Entries provided -
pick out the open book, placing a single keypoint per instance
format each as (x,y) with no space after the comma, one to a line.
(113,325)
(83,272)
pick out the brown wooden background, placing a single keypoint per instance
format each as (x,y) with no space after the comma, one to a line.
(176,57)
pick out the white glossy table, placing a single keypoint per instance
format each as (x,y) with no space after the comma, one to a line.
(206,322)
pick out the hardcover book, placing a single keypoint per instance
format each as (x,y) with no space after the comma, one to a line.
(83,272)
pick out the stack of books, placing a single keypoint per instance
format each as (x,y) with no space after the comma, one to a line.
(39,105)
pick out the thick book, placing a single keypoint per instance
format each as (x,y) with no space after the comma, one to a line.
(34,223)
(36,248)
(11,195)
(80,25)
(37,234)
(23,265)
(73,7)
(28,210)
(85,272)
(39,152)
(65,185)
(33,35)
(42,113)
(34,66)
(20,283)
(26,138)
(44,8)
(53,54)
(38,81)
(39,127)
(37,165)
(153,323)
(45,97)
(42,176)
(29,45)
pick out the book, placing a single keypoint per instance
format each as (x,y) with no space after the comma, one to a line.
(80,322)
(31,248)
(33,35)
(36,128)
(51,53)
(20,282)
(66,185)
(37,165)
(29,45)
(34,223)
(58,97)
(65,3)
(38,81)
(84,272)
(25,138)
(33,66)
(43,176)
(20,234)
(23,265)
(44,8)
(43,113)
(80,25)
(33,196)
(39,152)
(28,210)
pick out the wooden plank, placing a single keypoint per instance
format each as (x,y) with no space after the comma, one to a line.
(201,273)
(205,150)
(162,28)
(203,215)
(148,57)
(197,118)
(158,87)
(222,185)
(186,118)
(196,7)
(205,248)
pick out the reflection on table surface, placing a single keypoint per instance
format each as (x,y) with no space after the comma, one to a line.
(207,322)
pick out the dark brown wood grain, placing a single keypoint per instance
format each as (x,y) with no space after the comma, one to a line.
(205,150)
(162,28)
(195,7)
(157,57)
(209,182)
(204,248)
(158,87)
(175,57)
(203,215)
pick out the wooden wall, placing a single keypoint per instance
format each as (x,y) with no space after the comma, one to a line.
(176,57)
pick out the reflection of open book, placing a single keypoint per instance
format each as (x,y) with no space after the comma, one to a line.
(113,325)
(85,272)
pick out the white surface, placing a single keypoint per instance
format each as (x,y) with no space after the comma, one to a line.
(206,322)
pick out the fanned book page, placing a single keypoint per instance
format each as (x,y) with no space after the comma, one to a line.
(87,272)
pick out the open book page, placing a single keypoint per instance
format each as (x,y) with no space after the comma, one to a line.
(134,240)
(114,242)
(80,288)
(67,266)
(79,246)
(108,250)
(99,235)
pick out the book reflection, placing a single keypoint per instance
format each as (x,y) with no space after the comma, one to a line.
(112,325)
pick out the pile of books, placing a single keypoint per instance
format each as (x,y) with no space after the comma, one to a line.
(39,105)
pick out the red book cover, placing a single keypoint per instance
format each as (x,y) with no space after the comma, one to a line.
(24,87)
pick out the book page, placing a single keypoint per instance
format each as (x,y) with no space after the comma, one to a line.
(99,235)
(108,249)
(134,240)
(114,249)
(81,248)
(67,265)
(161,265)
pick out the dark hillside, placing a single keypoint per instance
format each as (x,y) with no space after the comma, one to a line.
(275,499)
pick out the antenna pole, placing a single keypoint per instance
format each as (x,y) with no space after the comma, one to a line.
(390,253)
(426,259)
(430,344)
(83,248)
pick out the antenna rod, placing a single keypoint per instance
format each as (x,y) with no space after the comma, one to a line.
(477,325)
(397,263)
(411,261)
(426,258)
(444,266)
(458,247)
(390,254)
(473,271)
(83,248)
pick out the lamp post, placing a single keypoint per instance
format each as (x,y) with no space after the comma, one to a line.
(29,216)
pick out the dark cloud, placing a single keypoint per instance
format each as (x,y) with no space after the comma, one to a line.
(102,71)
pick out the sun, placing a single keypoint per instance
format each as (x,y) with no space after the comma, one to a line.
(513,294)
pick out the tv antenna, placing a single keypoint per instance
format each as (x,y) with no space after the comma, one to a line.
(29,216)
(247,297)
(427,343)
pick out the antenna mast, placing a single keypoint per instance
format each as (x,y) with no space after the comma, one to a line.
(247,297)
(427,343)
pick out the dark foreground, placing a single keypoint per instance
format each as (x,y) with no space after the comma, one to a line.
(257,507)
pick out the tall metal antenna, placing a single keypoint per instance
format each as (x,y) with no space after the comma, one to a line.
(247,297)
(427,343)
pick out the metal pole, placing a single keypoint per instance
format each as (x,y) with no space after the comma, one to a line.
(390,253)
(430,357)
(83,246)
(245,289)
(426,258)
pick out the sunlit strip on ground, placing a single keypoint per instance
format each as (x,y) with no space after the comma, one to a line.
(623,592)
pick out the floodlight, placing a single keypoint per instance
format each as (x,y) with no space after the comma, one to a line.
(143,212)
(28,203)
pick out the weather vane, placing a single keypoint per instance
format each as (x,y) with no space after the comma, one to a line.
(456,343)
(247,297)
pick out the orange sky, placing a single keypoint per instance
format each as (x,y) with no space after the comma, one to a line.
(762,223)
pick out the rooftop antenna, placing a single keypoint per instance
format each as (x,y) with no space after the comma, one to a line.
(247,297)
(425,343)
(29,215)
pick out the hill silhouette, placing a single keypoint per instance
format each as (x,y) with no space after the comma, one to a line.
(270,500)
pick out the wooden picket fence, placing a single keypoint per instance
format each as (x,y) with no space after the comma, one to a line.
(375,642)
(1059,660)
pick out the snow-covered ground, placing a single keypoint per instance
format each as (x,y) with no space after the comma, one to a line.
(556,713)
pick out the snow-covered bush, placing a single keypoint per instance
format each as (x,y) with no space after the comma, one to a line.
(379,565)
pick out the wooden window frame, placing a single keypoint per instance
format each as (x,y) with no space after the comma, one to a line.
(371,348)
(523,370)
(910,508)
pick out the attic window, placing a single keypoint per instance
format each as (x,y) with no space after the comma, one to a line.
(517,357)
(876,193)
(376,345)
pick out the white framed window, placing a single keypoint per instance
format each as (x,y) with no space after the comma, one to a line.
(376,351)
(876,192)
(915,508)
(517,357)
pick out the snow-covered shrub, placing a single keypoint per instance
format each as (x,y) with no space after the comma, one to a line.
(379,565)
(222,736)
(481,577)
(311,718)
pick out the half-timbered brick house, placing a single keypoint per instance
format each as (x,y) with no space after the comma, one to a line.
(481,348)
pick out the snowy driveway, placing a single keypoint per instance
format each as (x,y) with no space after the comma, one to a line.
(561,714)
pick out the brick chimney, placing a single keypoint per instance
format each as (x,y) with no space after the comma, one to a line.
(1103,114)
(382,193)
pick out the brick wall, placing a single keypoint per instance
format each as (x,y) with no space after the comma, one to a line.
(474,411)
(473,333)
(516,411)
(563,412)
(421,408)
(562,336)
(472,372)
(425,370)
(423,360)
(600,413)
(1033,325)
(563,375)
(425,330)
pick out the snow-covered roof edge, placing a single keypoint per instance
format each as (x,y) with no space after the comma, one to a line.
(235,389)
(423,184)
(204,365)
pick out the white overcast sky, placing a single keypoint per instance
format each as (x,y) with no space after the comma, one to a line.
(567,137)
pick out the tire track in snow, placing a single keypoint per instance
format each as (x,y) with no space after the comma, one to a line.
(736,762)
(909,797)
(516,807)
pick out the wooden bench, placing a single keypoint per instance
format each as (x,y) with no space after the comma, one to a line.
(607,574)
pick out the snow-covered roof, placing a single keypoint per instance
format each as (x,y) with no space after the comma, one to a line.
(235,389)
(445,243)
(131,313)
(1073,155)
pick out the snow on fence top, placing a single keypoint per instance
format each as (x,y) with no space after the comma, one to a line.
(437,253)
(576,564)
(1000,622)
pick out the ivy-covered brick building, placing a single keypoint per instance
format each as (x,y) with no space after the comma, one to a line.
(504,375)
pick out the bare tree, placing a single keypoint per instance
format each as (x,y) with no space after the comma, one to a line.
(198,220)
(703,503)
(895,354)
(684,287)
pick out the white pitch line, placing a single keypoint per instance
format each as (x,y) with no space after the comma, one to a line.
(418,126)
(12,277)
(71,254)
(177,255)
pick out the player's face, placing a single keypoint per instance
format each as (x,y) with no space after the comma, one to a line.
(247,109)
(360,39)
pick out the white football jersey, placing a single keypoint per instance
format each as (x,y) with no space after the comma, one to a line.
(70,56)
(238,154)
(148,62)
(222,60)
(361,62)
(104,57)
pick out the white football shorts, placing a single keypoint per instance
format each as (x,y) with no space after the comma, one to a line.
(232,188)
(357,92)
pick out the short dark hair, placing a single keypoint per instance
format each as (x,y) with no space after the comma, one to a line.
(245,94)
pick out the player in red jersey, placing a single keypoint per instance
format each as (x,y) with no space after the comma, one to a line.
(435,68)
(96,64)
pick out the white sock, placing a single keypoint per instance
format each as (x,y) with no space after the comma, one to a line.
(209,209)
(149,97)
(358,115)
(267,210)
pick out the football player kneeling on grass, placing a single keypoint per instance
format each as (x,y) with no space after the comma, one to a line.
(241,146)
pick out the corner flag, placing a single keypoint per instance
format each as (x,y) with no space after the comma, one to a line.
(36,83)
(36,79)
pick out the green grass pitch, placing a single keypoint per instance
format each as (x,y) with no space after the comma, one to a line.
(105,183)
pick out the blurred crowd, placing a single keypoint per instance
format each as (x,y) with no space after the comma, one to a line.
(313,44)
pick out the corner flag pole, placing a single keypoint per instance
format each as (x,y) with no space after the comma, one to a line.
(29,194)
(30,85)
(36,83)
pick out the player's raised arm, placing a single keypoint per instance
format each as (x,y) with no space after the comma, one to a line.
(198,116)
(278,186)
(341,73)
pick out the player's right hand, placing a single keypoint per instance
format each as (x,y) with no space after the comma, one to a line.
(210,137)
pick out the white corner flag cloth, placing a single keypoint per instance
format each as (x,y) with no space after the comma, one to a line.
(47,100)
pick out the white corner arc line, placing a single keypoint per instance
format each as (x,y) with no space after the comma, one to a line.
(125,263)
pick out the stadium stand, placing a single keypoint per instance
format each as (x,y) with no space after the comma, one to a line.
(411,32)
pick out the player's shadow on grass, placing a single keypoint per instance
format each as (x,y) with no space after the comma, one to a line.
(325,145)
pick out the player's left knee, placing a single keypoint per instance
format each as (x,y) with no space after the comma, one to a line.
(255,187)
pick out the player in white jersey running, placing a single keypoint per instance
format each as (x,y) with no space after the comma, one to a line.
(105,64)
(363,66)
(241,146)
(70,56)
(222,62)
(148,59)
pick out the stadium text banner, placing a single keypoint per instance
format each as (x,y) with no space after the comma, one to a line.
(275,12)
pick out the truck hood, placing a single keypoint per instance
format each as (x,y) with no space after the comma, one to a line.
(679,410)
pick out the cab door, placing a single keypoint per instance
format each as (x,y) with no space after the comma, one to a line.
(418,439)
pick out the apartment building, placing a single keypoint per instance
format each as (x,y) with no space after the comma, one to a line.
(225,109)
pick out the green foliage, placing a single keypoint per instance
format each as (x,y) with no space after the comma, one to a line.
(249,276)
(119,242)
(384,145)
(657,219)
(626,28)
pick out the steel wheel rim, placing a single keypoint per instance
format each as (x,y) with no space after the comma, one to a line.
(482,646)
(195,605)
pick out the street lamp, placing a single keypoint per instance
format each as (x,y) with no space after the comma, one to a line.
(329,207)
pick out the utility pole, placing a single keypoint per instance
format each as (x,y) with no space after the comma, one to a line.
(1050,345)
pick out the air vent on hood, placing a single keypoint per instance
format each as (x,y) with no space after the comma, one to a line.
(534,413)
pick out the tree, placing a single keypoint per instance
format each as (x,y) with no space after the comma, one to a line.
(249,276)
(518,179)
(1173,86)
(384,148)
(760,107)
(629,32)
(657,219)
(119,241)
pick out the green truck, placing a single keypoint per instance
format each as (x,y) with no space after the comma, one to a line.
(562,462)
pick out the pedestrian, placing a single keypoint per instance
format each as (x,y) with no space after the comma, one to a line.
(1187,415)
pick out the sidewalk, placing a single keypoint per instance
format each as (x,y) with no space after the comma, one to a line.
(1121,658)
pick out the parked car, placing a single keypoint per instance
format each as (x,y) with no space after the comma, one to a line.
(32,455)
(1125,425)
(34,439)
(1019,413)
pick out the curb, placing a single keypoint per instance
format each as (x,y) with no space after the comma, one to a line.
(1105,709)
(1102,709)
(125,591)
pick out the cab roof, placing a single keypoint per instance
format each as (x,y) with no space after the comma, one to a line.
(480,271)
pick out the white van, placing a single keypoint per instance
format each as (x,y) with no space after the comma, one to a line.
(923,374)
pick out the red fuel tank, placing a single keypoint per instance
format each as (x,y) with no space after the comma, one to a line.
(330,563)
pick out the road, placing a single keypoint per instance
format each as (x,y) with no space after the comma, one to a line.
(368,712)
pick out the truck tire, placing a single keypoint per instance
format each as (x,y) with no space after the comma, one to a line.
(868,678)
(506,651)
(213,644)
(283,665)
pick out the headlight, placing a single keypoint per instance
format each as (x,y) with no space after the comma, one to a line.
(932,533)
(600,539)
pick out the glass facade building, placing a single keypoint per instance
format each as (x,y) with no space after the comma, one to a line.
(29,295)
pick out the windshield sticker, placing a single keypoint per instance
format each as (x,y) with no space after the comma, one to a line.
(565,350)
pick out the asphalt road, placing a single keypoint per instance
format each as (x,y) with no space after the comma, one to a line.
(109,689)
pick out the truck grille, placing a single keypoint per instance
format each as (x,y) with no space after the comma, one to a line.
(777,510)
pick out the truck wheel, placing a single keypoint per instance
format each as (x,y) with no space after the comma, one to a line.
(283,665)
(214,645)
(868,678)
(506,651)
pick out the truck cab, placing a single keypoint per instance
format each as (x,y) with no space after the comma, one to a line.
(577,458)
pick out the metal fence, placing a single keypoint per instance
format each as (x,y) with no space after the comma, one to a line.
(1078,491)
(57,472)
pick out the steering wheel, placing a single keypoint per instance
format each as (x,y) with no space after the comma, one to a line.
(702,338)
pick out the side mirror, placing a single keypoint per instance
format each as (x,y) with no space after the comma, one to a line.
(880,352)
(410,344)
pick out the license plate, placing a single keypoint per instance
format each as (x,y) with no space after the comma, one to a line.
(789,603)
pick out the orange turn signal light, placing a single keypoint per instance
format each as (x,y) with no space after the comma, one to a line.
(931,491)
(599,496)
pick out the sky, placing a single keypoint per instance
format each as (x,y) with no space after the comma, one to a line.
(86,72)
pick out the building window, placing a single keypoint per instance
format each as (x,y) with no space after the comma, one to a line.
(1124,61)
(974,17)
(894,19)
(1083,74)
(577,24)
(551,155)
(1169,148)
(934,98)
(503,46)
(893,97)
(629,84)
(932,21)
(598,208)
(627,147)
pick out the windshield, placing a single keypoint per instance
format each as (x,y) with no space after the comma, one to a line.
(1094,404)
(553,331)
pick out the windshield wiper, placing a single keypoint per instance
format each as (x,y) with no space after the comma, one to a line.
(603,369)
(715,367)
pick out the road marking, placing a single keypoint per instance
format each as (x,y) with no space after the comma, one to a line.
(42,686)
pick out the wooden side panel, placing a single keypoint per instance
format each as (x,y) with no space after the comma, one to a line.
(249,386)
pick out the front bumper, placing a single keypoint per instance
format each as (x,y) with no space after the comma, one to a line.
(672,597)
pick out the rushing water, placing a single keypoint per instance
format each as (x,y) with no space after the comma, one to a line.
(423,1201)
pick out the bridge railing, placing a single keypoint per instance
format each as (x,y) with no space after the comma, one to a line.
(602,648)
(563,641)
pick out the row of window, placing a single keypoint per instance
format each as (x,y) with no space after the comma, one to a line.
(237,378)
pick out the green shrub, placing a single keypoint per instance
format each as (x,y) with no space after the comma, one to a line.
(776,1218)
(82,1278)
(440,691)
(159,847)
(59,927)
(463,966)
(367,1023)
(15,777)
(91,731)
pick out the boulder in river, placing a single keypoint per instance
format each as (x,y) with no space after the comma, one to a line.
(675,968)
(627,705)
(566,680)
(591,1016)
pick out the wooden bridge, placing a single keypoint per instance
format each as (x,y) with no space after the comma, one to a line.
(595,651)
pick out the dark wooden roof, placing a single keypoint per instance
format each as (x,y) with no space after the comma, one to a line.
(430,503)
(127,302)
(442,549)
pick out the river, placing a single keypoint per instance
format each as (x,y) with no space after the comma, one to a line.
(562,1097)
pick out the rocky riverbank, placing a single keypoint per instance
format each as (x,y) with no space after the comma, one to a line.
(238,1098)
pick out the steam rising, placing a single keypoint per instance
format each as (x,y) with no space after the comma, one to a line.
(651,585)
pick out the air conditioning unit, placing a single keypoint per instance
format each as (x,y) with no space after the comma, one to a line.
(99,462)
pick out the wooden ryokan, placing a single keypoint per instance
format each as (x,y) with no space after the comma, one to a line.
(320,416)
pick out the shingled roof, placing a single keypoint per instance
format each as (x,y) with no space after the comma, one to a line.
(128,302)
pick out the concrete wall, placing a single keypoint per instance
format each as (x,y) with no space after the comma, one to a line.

Job - Copy the lines starting at the one containing "pick out the concrete" and ending at the last of the items, swapping "concrete wall" for "stone wall" and leaving everything else unchanged.

Answer for this exercise -
pick out the stone wall, placing a single keypoint per instance
format each as (x,y) with no space after the comma, one to a line.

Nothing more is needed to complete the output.